--- Work request ---
Some lines in the listing below may include the string "kitten". How many are there? Give only the number.

[Records for this task]

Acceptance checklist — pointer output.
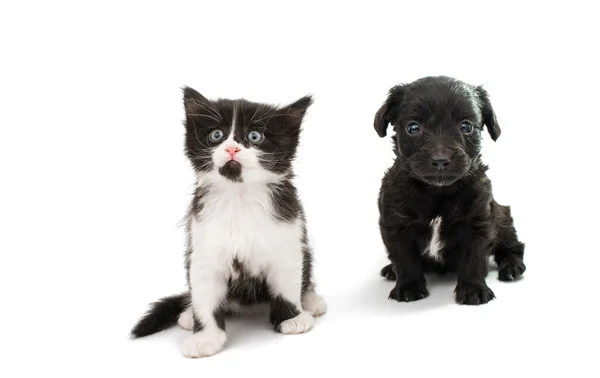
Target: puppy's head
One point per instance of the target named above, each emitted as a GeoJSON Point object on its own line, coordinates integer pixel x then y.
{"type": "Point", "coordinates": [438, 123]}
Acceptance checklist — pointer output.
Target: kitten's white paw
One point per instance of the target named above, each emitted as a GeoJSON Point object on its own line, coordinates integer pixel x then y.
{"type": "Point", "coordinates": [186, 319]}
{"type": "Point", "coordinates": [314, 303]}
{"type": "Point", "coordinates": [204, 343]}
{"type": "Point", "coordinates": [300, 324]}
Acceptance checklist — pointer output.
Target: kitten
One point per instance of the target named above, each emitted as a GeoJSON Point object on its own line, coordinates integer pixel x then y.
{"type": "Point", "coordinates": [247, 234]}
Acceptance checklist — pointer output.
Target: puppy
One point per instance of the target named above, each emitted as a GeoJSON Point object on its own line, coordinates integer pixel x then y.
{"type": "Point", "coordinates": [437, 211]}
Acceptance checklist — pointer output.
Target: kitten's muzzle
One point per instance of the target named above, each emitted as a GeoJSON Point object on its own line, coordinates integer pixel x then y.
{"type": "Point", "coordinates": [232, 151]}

[/Records for this task]

--- Response to the exercise ---
3